# [Text provided]
Wednesday, June 19, 2013

Gospel For Today

SOLEMNITY OF THE MOST HOLY TRINITY

Jesus said to his disciples: "I have much more to tell you, but you cannot bear it now. But when he comes, the Spirit of truth, he will guide you to all truth. He will not speak on his own, but he will speak what he hears, and will declare to you the things that are coming. He will glorify me, because he will take from what is mine and declare it to you. Everything that the Father has is mine; for this reason I told you that he will take from what is mine and declare it to you."  - Jn 16:12-15

Our faith is full of mystery.  There are many things we are asked to believe by faith, which our own reasoning could never reveal to us.  One example is the Eucharist.  In the sixth chapter of John's gospel Jesus tells the gathered crowd over and over again in the most emphatic way, "Truly, truly, unless you eat my flesh and drink my blood you will have no life in you."  What are we to make of this radical statement?  Most of the crowd left.  Peter and the other apostles remained.  Even though they did not understand what Jesus meant by this teaching, they had faith.  They trusted Jesus.  "Lord, to whom would we go?" Peter tells Christ.  "You have the words to eternal life."

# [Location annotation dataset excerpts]

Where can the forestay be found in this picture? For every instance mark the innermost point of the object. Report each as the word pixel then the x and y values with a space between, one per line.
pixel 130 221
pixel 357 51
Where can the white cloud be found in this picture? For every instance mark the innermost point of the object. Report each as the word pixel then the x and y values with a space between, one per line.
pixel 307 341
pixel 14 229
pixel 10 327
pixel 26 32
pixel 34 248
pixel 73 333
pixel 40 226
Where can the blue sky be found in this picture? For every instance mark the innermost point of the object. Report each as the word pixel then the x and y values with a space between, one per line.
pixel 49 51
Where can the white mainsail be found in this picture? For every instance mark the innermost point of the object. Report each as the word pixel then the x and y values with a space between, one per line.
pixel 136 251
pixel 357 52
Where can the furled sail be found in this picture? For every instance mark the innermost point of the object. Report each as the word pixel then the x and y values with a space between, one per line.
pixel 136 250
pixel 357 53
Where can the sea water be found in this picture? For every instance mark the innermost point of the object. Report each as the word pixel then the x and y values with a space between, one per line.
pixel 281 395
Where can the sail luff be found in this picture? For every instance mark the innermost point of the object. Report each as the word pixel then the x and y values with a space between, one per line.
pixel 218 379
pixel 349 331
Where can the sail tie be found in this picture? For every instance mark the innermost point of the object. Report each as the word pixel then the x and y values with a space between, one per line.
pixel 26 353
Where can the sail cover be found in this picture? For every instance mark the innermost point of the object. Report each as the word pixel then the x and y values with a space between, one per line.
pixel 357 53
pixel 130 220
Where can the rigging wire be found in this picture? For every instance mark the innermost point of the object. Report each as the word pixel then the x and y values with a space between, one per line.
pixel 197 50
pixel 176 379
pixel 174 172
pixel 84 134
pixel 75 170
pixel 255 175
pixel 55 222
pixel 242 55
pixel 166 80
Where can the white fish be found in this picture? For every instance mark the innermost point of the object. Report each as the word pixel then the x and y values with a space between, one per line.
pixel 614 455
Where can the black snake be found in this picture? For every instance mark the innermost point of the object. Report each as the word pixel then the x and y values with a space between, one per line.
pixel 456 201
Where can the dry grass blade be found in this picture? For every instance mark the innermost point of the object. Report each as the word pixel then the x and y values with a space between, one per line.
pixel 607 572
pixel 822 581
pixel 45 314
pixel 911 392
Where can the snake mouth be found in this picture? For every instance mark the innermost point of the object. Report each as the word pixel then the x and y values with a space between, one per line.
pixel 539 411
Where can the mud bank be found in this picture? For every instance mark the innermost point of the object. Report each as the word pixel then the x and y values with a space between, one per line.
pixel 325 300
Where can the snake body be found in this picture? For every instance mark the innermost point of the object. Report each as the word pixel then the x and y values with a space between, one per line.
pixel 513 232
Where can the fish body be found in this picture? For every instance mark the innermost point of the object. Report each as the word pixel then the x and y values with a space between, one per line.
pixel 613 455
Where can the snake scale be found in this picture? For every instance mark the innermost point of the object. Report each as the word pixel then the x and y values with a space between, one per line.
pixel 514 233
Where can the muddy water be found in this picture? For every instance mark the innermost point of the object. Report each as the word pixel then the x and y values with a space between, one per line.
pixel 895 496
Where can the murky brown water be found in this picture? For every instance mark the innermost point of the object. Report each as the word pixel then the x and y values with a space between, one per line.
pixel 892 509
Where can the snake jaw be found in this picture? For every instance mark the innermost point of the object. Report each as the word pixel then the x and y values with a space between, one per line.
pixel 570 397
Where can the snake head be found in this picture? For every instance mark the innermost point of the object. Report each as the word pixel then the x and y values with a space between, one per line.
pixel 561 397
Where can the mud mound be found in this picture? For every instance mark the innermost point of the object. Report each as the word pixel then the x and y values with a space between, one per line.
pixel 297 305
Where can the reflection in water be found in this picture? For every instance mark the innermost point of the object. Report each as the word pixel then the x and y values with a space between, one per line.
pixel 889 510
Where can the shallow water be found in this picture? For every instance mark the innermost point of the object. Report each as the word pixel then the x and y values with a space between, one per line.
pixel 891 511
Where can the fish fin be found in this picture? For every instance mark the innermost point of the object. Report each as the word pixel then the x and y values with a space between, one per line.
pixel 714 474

# [Problem set]
(a) Decide whether each statement agrees with the gospel reflection above, answering yes or no and quoting the words that settle it: (i) Most of the crowd left after hearing Jesus' teaching about eating his flesh. (ii) Peter and the other apostles understood what Jesus meant by that teaching. (iii) The Gospel reading is taken from John 16:12-15.
(b) Sum up the gospel reflection above in two sentences.

# [The answers]
(a)
(i) Yes: "Most of the crowd left."
(ii) No: "Even though they did not understand what Jesus meant by this teaching, they had faith."
(iii) Yes: "Jn 16:12-15"

(b) The reading from John 16:12-15 has Jesus telling his disciples that the Spirit of truth will come and guide them to all truth. The reflection then says that faith is full of mystery, as with the Eucharist: when Jesus insisted that one must eat his flesh and drink his blood, most of the crowd left, but Peter and the other apostles stayed because they trusted him even without understanding.